- _Passage provided_
The government’s recently announced plans to “transform maths education” have set off a heated debate over how the subject is taught in classrooms.
Primary and intermediate schools will now have a new maths curriculum starting in 2025 – a year earlier than initially planned – based on “structured maths”.
Unlike structured literacy, which has a broad research base, structured maths is not a recognised teaching method.
From what Education Minister Erica Stanford and her ministerial advisory group have said, it’s likely structured maths will include teachers directly explaining maths to children before they practise it, children repeating maths techniques until they have mastered them, and more rote memorisation of basic facts like times tables.
During last year’s election, National campaigned on a policy to “teach the basics brilliantly”. Students are now required to have one hour of maths per day in Years 1-8 and twice-yearly standardised maths tests in Years 3-8 from 2025.
But the government’s latest announcement has a new tone of urgency – which raises some questions.

- _Written task 1_
In the passage on maths education, reproduce the text from "Unlike structured literacy, which" up to and including "raises some questions.", switching "times tables" to "multiplication tables".
- _Written task 2_
Answer these questions using the passage on maths education:
(a) In what year will the new maths curriculum start in primary and intermediate schools?
(b) What policy did National campaign on during last year's election?
(c) How often will standardised maths tests be held, and for which year levels?
- _Written task 3_
Rewrite as a bulleted list the paragraph of the passage on maths education that begins "During last year's election", keeping its main facts.

- _Given information_
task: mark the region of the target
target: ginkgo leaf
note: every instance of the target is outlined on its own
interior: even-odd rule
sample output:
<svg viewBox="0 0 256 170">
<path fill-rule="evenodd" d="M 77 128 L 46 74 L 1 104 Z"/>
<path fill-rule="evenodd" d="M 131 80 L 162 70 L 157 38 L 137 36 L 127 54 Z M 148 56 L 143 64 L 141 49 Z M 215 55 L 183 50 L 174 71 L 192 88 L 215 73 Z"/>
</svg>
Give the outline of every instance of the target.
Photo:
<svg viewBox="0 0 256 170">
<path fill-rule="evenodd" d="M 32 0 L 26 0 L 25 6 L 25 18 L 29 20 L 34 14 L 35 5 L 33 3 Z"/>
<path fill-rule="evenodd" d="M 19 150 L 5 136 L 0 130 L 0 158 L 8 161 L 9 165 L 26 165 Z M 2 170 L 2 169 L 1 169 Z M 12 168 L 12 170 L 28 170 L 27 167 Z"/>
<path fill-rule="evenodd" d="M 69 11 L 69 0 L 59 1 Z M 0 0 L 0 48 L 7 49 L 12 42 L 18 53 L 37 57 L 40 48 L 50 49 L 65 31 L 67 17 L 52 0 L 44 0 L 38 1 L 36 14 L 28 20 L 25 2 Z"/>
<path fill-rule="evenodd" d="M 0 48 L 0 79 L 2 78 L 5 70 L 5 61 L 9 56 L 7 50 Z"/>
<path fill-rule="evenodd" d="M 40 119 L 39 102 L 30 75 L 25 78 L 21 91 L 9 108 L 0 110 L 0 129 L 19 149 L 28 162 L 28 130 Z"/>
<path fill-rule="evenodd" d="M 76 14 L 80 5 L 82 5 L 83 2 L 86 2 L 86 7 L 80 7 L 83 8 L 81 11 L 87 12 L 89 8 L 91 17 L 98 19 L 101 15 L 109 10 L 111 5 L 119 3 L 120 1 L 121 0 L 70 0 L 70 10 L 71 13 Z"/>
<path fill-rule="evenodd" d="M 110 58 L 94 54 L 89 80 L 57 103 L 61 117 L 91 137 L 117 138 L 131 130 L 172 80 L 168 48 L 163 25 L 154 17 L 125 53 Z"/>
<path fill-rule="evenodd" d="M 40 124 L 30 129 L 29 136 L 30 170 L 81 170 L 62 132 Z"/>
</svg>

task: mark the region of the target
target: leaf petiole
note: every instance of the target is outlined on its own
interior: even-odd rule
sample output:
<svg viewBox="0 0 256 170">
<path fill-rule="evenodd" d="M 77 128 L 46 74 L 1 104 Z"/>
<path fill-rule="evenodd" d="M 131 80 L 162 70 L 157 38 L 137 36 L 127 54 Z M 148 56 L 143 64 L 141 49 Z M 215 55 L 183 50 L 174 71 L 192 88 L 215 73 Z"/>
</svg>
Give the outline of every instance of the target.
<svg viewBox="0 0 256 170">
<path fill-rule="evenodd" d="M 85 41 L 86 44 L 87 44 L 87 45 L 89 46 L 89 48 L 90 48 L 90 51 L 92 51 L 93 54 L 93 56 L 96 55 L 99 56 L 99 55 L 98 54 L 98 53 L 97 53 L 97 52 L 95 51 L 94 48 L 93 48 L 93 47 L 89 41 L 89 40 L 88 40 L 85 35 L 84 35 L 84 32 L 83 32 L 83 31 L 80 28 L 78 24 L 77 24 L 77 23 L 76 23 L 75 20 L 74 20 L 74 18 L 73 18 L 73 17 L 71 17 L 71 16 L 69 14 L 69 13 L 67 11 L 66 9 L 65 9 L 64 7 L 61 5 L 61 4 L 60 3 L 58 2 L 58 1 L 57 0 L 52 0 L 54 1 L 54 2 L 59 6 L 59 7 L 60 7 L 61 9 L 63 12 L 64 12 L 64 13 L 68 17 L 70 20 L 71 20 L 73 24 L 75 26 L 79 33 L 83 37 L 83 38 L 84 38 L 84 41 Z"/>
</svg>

- _Full output 1_
Unlike structured literacy, which has a broad research base, structured maths is not a recognised teaching method.
From what Education Minister Erica Stanford and her ministerial advisory group have said, it’s likely structured maths will include teachers directly explaining maths to children before they practise it, children repeating maths techniques until they have mastered them, and more rote memorisation of basic facts like multiplication tables.
During last year’s election, National campaigned on a policy to “teach the basics brilliantly”. Students are now required to have one hour of maths per day in Years 1-8 and twice-yearly standardised maths tests in Years 3-8 from 2025.
But the government’s latest announcement has a new tone of urgency – which raises some questions.

- _Full output 2_
(a) 2025.
(b) To "teach the basics brilliantly."
(c) Twice a year, in Years 3-8.

- _Full output 3_
- During last year's election, National campaigned on a policy to "teach the basics brilliantly."
- Students in Years 1-8 must now have one hour of maths per day.
- From 2025, students in Years 3-8 will take standardised maths tests twice a year.